▶ REQUIRED TASK
Which lines in the items below contain the word "scruffy"? Copy each of those lines in full.

▶ STORED DATA
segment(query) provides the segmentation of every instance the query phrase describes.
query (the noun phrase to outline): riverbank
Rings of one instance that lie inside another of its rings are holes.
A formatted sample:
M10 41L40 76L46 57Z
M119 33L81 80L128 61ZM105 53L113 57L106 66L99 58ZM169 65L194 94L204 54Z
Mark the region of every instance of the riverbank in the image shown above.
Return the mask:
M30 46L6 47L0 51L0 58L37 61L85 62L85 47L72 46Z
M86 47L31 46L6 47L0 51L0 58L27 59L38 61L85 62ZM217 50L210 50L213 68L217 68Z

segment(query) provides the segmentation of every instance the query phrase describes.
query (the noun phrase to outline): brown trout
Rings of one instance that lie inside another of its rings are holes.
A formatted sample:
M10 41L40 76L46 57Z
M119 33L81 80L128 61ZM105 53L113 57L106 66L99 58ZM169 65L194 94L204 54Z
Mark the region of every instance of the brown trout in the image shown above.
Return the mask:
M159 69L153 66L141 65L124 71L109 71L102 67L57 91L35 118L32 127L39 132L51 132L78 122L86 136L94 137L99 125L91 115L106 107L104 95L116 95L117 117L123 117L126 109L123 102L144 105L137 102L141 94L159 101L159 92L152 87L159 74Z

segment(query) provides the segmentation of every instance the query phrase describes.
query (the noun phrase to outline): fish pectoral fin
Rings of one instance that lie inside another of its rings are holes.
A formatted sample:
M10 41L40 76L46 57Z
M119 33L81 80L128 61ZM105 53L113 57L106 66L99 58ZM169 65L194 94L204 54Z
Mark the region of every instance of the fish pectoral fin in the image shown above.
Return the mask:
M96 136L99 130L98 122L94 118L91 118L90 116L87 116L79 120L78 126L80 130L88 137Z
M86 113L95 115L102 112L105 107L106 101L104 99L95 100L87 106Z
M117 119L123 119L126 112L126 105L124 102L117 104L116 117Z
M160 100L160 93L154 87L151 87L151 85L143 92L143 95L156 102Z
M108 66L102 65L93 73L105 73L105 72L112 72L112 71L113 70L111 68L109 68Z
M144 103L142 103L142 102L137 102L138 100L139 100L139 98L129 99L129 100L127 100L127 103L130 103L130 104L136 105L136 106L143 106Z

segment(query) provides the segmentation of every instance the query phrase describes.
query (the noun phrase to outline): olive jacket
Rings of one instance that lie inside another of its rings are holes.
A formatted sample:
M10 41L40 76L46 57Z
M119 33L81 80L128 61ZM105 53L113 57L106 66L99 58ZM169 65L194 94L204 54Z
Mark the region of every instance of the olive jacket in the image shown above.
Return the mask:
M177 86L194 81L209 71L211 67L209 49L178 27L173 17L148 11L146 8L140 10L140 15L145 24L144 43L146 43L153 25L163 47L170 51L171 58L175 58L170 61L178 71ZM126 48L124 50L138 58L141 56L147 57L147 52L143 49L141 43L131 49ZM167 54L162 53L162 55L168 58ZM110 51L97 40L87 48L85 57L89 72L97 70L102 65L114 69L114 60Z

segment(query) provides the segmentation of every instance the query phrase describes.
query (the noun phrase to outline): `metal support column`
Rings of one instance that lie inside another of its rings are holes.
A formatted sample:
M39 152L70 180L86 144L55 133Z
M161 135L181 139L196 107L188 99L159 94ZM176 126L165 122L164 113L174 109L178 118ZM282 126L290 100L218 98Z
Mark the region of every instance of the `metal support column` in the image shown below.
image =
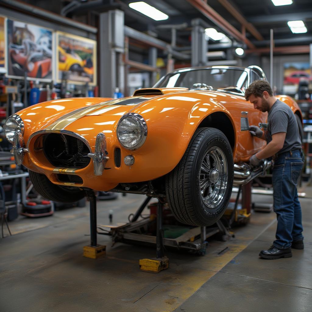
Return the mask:
M206 38L205 28L192 21L192 66L205 66L207 63L208 44Z
M90 245L83 247L83 255L87 258L96 259L106 253L106 246L98 245L97 241L96 198L94 191L86 192L86 197L90 202Z
M122 92L124 81L120 75L119 53L124 44L124 12L114 10L100 14L100 96L113 96L116 87Z
M156 257L163 258L163 204L158 201L157 205L157 225L156 232Z
M149 64L153 67L156 67L157 62L157 48L150 48L149 50ZM156 71L152 71L150 74L150 86L156 83L157 73Z
M97 245L96 240L96 199L93 191L88 191L87 197L90 202L90 234L91 245L93 247Z
M312 43L310 44L310 69L312 70Z

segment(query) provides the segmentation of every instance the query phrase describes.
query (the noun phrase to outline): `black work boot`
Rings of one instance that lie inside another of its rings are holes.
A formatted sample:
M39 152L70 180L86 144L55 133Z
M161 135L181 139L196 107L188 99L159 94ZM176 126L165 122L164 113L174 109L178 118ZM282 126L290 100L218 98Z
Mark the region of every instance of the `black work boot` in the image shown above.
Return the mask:
M305 248L305 245L303 244L303 240L293 241L291 243L291 248L295 249L303 249Z
M282 249L272 246L267 250L261 250L259 256L265 259L278 259L280 258L290 258L292 256L292 254L290 247Z

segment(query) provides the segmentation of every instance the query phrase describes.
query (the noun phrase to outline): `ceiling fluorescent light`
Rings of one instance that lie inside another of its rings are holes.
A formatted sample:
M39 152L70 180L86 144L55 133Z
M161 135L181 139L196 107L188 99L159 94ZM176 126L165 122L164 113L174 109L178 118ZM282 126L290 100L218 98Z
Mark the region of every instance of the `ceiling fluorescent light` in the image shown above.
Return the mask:
M303 27L290 27L290 30L293 34L303 34L308 31L305 26Z
M280 5L288 5L292 4L292 0L272 0L273 4L276 7Z
M205 32L207 36L215 41L221 40L226 37L222 32L218 32L214 28L206 28L205 30Z
M287 25L292 27L304 27L305 23L302 21L290 21L287 22Z
M129 4L129 6L155 21L163 21L169 17L166 14L143 1L132 2Z

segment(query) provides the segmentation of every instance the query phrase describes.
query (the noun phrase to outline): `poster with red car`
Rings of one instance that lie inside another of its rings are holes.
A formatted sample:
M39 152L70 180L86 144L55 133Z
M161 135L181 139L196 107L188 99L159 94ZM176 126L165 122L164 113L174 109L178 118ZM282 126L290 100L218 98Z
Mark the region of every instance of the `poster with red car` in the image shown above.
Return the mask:
M312 76L309 63L303 62L285 63L284 64L283 89L286 94L293 95L298 92L299 85L307 87L312 83Z
M56 33L56 78L72 83L96 84L96 41L61 32Z
M0 16L0 67L4 67L4 53L5 42L4 41L4 17Z
M52 32L41 27L8 19L8 76L51 81Z

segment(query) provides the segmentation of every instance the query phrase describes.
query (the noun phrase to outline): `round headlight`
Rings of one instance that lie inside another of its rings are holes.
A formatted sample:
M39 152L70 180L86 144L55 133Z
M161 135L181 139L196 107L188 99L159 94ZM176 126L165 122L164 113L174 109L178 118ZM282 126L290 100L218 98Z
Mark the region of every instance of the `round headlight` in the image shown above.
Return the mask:
M24 123L18 115L13 115L9 117L4 124L3 128L7 140L12 144L17 131L20 131L22 135L24 134Z
M145 120L140 115L135 113L130 113L122 117L117 131L120 144L128 149L136 149L141 146L147 135Z

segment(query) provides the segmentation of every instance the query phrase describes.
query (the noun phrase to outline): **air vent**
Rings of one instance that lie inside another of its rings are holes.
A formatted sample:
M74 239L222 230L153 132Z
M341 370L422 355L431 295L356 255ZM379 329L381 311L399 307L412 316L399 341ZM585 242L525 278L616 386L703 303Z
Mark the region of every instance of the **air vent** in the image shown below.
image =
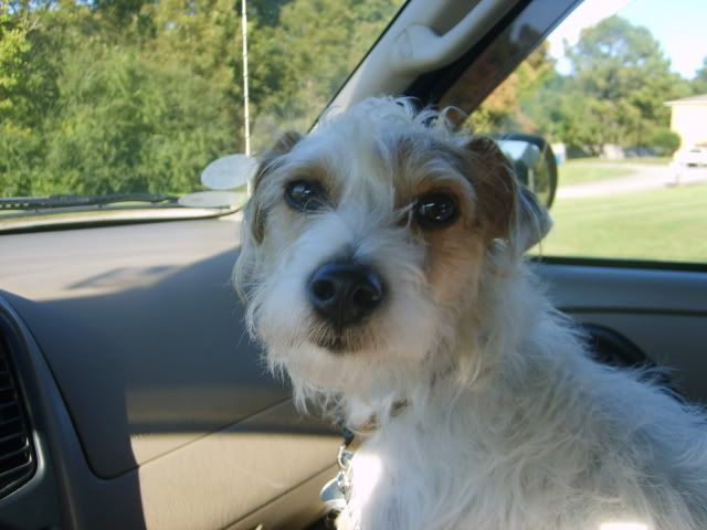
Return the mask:
M0 337L0 498L29 480L35 468L15 372Z

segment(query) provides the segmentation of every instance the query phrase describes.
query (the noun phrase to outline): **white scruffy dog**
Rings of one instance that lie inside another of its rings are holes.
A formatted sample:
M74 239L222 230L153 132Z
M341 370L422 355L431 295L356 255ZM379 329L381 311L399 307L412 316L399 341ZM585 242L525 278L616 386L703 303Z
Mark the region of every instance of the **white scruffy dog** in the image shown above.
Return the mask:
M600 365L521 258L549 229L493 140L373 98L262 160L236 285L296 402L356 431L361 530L705 530L698 411Z

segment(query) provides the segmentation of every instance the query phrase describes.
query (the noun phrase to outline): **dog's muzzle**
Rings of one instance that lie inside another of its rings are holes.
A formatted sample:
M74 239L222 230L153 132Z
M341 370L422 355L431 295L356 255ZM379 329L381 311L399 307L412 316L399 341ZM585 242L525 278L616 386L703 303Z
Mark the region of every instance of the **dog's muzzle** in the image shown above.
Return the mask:
M337 330L362 321L384 295L380 275L355 262L321 265L309 278L307 294L315 312Z

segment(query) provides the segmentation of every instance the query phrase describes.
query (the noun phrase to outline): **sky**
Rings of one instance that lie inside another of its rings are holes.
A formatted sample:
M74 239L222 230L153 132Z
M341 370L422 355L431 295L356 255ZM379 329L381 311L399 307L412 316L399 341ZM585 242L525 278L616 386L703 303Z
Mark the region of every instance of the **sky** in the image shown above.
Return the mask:
M560 72L569 68L562 41L576 44L583 28L612 14L651 30L683 77L692 80L707 56L707 0L585 0L548 38Z

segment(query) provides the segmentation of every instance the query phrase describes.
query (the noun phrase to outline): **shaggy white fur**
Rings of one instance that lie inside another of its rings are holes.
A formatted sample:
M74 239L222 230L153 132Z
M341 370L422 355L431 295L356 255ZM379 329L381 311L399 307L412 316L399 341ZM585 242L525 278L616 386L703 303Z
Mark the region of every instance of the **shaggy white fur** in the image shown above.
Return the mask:
M354 428L378 421L352 460L340 528L707 529L704 416L646 373L590 359L521 258L546 214L513 183L488 194L498 183L485 174L499 168L487 145L464 160L473 139L392 98L284 144L247 206L235 282L302 407L345 411ZM315 213L283 200L303 177L326 190ZM460 198L446 236L410 214L430 186ZM509 191L497 234L483 202ZM387 303L345 336L349 351L333 352L316 346L328 331L305 286L341 253L380 272Z

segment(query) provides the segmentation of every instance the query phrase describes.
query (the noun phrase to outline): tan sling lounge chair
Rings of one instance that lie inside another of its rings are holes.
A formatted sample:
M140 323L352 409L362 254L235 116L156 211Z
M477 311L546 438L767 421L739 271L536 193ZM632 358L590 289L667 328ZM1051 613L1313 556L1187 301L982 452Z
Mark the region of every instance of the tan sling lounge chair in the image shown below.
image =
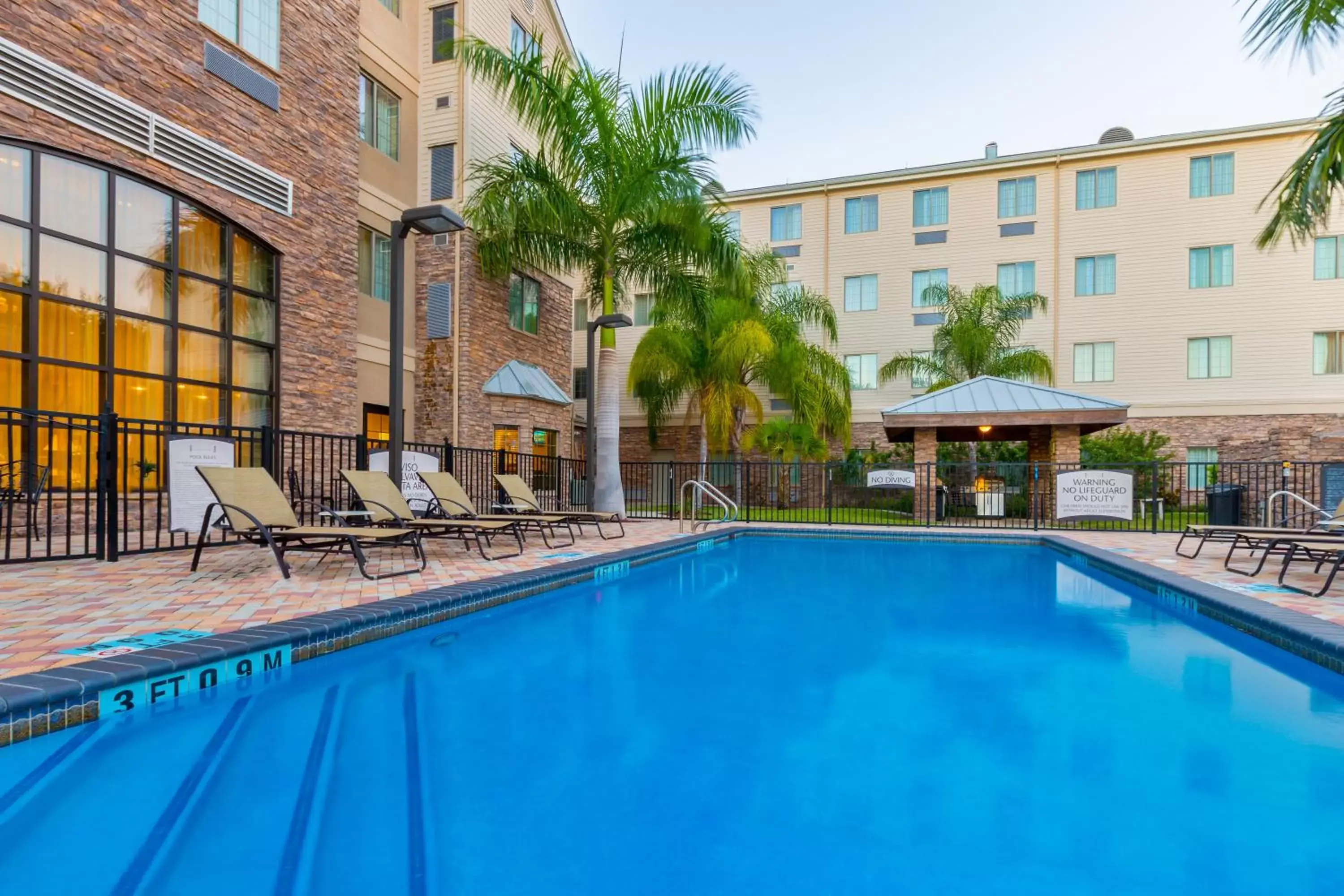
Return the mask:
M396 488L386 473L375 470L341 470L340 474L349 484L349 488L355 490L355 497L359 498L359 502L368 510L368 519L374 525L415 529L425 537L461 539L468 551L474 544L481 557L487 560L507 560L523 552L523 533L519 532L516 521L478 523L476 520L445 520L442 517L433 520L417 519L410 504L402 496L401 489ZM495 545L491 544L491 536L495 535L513 536L513 540L517 543L517 551L513 553L495 553L493 556L487 553L487 547L491 551L495 549Z
M1231 541L1232 547L1228 551L1228 557L1231 557L1232 551L1254 551L1261 543L1274 539L1286 539L1294 535L1313 537L1317 535L1333 535L1336 532L1344 535L1344 501L1340 501L1339 506L1335 508L1335 513L1328 519L1317 520L1312 525L1301 528L1273 525L1187 525L1180 535L1180 541L1176 543L1176 553L1193 559L1199 556L1199 552L1210 541ZM1185 539L1199 539L1193 553L1181 553L1180 548L1185 544Z
M286 579L289 551L319 551L331 553L333 549L349 548L359 564L359 572L366 579L387 579L394 575L409 575L425 568L425 552L421 549L419 533L410 528L371 529L367 527L325 527L298 525L294 509L285 500L270 473L259 466L198 466L196 472L215 496L215 502L206 508L206 519L200 524L200 537L196 539L196 552L191 557L191 570L200 564L200 551L206 547L206 536L215 508L222 508L228 529L239 539L253 544L266 545L276 555L276 564ZM325 509L325 508L324 508ZM366 567L364 551L370 548L409 547L419 560L419 567L370 575Z
M441 516L448 519L464 519L473 520L478 523L489 521L512 521L517 523L524 531L535 531L540 533L542 541L546 543L548 548L567 548L574 544L574 528L570 525L569 519L547 513L544 516L534 513L477 513L476 502L472 501L472 496L466 493L462 484L457 481L457 477L452 473L426 473L419 472L421 481L425 482L426 488L434 494L434 502L430 505L430 516ZM551 539L555 537L556 527L564 527L569 533L570 540L552 544Z
M504 493L509 498L509 508L519 513L540 513L547 514L548 510L542 509L542 502L536 500L536 494L532 492L531 486L523 480L521 476L516 473L496 473L495 481L500 484ZM552 516L563 516L566 520L579 527L583 531L585 525L591 525L597 528L597 533L603 539L621 539L625 537L625 524L621 523L621 517L616 513L585 513L578 510L556 510ZM607 535L602 531L602 524L607 525L616 524L621 529L621 535Z

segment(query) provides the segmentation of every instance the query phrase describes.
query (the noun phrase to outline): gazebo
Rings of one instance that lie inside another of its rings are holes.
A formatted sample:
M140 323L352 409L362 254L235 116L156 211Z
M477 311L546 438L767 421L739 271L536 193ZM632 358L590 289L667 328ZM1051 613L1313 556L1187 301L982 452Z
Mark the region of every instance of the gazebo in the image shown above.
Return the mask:
M891 442L914 442L915 463L937 463L938 442L1025 442L1027 459L1078 463L1079 438L1129 419L1129 406L1034 383L977 376L888 407ZM933 501L933 477L915 485L915 514Z

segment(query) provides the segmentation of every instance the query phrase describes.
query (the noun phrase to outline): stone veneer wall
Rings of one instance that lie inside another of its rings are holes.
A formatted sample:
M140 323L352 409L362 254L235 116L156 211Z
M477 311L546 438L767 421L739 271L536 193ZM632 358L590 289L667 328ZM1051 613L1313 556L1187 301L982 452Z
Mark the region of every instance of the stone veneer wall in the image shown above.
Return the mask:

▶ WRITTEN REPLY
query (the noun phrase to outline): **white scruffy dog**
Mark the region of every instance of the **white scruffy dog** in the image shown above.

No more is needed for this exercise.